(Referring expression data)
....

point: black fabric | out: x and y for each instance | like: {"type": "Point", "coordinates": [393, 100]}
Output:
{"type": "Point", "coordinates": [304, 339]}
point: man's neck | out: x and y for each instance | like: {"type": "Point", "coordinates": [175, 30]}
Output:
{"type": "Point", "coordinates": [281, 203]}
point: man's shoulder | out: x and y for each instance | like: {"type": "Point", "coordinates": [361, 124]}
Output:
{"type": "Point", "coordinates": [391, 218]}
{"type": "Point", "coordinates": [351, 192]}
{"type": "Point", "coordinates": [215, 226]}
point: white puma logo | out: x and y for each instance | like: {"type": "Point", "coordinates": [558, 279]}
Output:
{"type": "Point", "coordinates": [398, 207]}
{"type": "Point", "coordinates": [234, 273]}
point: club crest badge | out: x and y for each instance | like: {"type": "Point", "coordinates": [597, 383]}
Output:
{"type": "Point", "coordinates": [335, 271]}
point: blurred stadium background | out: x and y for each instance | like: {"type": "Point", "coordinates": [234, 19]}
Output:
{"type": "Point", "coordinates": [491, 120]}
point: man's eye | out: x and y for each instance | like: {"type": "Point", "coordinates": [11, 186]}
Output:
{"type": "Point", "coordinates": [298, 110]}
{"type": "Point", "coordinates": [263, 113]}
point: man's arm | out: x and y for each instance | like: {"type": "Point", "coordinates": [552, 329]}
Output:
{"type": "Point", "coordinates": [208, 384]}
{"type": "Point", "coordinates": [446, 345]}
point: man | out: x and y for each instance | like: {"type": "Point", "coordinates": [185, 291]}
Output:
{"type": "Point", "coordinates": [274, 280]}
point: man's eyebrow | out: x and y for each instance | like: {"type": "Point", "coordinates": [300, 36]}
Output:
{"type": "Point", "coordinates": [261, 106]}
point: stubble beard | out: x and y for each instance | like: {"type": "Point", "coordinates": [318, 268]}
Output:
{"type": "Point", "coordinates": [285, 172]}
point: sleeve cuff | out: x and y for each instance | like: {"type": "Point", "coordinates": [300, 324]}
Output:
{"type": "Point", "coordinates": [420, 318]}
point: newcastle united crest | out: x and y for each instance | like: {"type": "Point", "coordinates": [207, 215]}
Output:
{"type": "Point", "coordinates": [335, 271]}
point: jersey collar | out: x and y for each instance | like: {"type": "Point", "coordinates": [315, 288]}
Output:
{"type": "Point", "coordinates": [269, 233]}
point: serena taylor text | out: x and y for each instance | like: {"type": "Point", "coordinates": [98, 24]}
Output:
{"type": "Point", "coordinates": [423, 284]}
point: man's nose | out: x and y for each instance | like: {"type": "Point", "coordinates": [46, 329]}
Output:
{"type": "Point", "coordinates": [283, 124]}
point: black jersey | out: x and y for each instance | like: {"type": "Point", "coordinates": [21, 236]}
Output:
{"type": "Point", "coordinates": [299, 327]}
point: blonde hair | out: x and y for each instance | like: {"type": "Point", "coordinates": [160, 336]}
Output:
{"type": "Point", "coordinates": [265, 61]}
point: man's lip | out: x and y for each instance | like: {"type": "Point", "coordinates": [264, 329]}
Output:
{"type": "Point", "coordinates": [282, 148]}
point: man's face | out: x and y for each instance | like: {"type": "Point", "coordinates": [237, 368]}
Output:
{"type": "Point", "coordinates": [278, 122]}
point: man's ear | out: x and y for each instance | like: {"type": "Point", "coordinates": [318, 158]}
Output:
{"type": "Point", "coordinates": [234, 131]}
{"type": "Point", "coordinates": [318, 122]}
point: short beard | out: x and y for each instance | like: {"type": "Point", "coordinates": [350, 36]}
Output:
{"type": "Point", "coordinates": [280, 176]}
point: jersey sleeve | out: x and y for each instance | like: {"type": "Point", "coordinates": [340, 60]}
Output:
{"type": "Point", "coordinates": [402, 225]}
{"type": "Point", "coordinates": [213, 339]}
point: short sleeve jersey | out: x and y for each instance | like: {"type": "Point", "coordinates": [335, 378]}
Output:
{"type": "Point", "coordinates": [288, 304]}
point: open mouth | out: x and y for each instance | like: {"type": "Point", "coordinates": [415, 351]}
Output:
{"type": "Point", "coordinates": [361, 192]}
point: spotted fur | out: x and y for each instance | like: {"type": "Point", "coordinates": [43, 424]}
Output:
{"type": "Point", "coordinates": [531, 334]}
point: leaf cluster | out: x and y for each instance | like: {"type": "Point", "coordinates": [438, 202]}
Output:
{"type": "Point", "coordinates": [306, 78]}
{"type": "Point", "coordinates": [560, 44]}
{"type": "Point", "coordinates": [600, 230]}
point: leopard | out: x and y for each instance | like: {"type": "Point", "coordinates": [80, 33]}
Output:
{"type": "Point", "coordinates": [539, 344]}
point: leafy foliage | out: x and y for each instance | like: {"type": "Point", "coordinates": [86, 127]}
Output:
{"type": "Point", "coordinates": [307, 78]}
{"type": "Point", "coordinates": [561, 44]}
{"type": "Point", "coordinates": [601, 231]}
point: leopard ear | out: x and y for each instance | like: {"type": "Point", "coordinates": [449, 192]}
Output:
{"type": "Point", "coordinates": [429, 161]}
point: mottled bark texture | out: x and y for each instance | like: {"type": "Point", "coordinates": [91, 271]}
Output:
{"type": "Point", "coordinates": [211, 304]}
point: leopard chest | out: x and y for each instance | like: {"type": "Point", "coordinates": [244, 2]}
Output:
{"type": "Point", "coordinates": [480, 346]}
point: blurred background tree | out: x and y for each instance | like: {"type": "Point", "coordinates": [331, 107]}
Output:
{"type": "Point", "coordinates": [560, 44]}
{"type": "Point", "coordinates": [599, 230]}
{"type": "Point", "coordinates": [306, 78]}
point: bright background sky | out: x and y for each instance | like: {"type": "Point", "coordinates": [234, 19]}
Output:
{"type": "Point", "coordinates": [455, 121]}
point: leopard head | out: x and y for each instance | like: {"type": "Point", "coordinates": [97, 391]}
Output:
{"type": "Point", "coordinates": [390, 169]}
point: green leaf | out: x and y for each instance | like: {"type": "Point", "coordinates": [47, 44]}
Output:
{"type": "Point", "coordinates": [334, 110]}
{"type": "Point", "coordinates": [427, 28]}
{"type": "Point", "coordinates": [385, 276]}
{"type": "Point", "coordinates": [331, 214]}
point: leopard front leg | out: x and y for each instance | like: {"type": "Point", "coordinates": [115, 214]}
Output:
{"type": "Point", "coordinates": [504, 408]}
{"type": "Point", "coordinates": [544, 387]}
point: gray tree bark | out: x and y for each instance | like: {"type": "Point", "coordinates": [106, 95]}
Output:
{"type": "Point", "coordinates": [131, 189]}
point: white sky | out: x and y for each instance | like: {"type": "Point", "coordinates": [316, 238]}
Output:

....

◆ WORK INSTRUCTION ◆
An exact copy of all the records above is the required answer.

◆ RESPONSE ◆
point: black fabric | out: x and y for each instance | like: {"type": "Point", "coordinates": [393, 100]}
Output:
{"type": "Point", "coordinates": [304, 339]}
point: man's neck | out: x and y for each instance | like: {"type": "Point", "coordinates": [175, 30]}
Output:
{"type": "Point", "coordinates": [281, 203]}
point: man's shoulder | out: x and y for each instance | like: {"type": "Point", "coordinates": [361, 124]}
Output:
{"type": "Point", "coordinates": [391, 218]}
{"type": "Point", "coordinates": [351, 192]}
{"type": "Point", "coordinates": [215, 226]}
point: white puma logo | out: x and y for each instance | like: {"type": "Point", "coordinates": [558, 279]}
Output:
{"type": "Point", "coordinates": [398, 207]}
{"type": "Point", "coordinates": [234, 273]}
point: club crest badge | out: x and y for each instance | like: {"type": "Point", "coordinates": [597, 383]}
Output:
{"type": "Point", "coordinates": [335, 271]}
point: blurred stadium background | out: x and y for each instance | like: {"type": "Point", "coordinates": [234, 19]}
Output:
{"type": "Point", "coordinates": [491, 120]}
point: man's eye | out: x and y for each instance | like: {"type": "Point", "coordinates": [11, 186]}
Output:
{"type": "Point", "coordinates": [298, 110]}
{"type": "Point", "coordinates": [263, 113]}
point: man's arm | out: x and y for each instance | like: {"type": "Point", "coordinates": [552, 329]}
Output:
{"type": "Point", "coordinates": [208, 384]}
{"type": "Point", "coordinates": [446, 345]}
point: man | out: x and y for each instance | like: {"type": "Point", "coordinates": [185, 291]}
Output:
{"type": "Point", "coordinates": [274, 280]}
point: man's eyebrow | out: x and y for each instance | like: {"type": "Point", "coordinates": [300, 36]}
Output:
{"type": "Point", "coordinates": [261, 106]}
point: stubble beard | out: x and y for each instance | like: {"type": "Point", "coordinates": [318, 268]}
Output:
{"type": "Point", "coordinates": [285, 172]}
point: sleeve cuff | out: x and y for each instance | like: {"type": "Point", "coordinates": [300, 324]}
Output:
{"type": "Point", "coordinates": [420, 318]}
point: newcastle united crest | out: x and y for each instance | like: {"type": "Point", "coordinates": [207, 215]}
Output:
{"type": "Point", "coordinates": [335, 271]}
point: jersey collar | out: x and y for each instance | like: {"type": "Point", "coordinates": [315, 288]}
Output:
{"type": "Point", "coordinates": [269, 233]}
point: serena taylor text | out: x and y for each instance | like: {"type": "Point", "coordinates": [98, 24]}
Output:
{"type": "Point", "coordinates": [423, 284]}
point: man's nose | out: x and y for each instance | like: {"type": "Point", "coordinates": [46, 329]}
Output:
{"type": "Point", "coordinates": [283, 124]}
point: black jersey | out: x and y for each instance | like: {"type": "Point", "coordinates": [21, 236]}
Output:
{"type": "Point", "coordinates": [299, 327]}
point: blonde hair | out: x and y for each instance | like: {"type": "Point", "coordinates": [160, 336]}
Output:
{"type": "Point", "coordinates": [265, 61]}
point: man's lip | out: x and y for each instance | like: {"type": "Point", "coordinates": [264, 329]}
Output:
{"type": "Point", "coordinates": [282, 148]}
point: man's face | out: x and y for each instance | like: {"type": "Point", "coordinates": [237, 368]}
Output:
{"type": "Point", "coordinates": [278, 122]}
point: man's ear | out: x and y for each instance | like: {"type": "Point", "coordinates": [318, 158]}
Output:
{"type": "Point", "coordinates": [234, 131]}
{"type": "Point", "coordinates": [318, 122]}
point: short beard | out: x and y for each instance | like: {"type": "Point", "coordinates": [350, 36]}
Output:
{"type": "Point", "coordinates": [280, 176]}
point: jersey sleeve | out: x and y for each instance | like: {"type": "Point", "coordinates": [340, 60]}
Output:
{"type": "Point", "coordinates": [402, 225]}
{"type": "Point", "coordinates": [213, 339]}
point: short sleeve jersey | out: x and y for each instance | like: {"type": "Point", "coordinates": [335, 378]}
Output:
{"type": "Point", "coordinates": [288, 304]}
point: open mouth | out: x and y for each instance | like: {"type": "Point", "coordinates": [415, 351]}
Output:
{"type": "Point", "coordinates": [361, 192]}
point: spotted fur | out: x and y for each instance | like: {"type": "Point", "coordinates": [43, 424]}
Output:
{"type": "Point", "coordinates": [531, 334]}
point: leaf cluster | out: x and y for each instance | like: {"type": "Point", "coordinates": [438, 202]}
Output:
{"type": "Point", "coordinates": [306, 78]}
{"type": "Point", "coordinates": [560, 44]}
{"type": "Point", "coordinates": [600, 230]}
point: leopard | out: x and y for each instance | like: {"type": "Point", "coordinates": [80, 33]}
Output:
{"type": "Point", "coordinates": [539, 344]}
point: leafy foliage | out: x and y for each instance | like: {"type": "Point", "coordinates": [86, 127]}
Output:
{"type": "Point", "coordinates": [307, 78]}
{"type": "Point", "coordinates": [561, 44]}
{"type": "Point", "coordinates": [601, 231]}
point: leopard ear | out: x and y for each instance | like: {"type": "Point", "coordinates": [449, 192]}
Output:
{"type": "Point", "coordinates": [429, 161]}
point: mottled bark texture | out: x and y for each instance | like: {"type": "Point", "coordinates": [91, 271]}
Output:
{"type": "Point", "coordinates": [211, 304]}
point: leopard chest | out: x and y for each instance | like: {"type": "Point", "coordinates": [244, 2]}
Output:
{"type": "Point", "coordinates": [480, 346]}
point: blurred background tree | out: x and y for each instance | like: {"type": "Point", "coordinates": [331, 107]}
Output:
{"type": "Point", "coordinates": [560, 44]}
{"type": "Point", "coordinates": [599, 230]}
{"type": "Point", "coordinates": [306, 78]}
point: bright background sky | out: x and y for each instance | like: {"type": "Point", "coordinates": [234, 19]}
Output:
{"type": "Point", "coordinates": [455, 121]}
point: leopard head | out: x and y for each instance | like: {"type": "Point", "coordinates": [97, 391]}
Output:
{"type": "Point", "coordinates": [390, 169]}
point: green leaf | out: x and y for each instance | like: {"type": "Point", "coordinates": [47, 44]}
Output:
{"type": "Point", "coordinates": [334, 110]}
{"type": "Point", "coordinates": [427, 28]}
{"type": "Point", "coordinates": [385, 276]}
{"type": "Point", "coordinates": [331, 214]}
point: leopard front leg | out: x and y for each instance | like: {"type": "Point", "coordinates": [115, 214]}
Output:
{"type": "Point", "coordinates": [504, 408]}
{"type": "Point", "coordinates": [544, 387]}
point: gray tree bark | out: x and y for each instance | like: {"type": "Point", "coordinates": [106, 95]}
Output:
{"type": "Point", "coordinates": [131, 189]}
point: white sky | out: x and y for each instance | like: {"type": "Point", "coordinates": [316, 238]}
Output:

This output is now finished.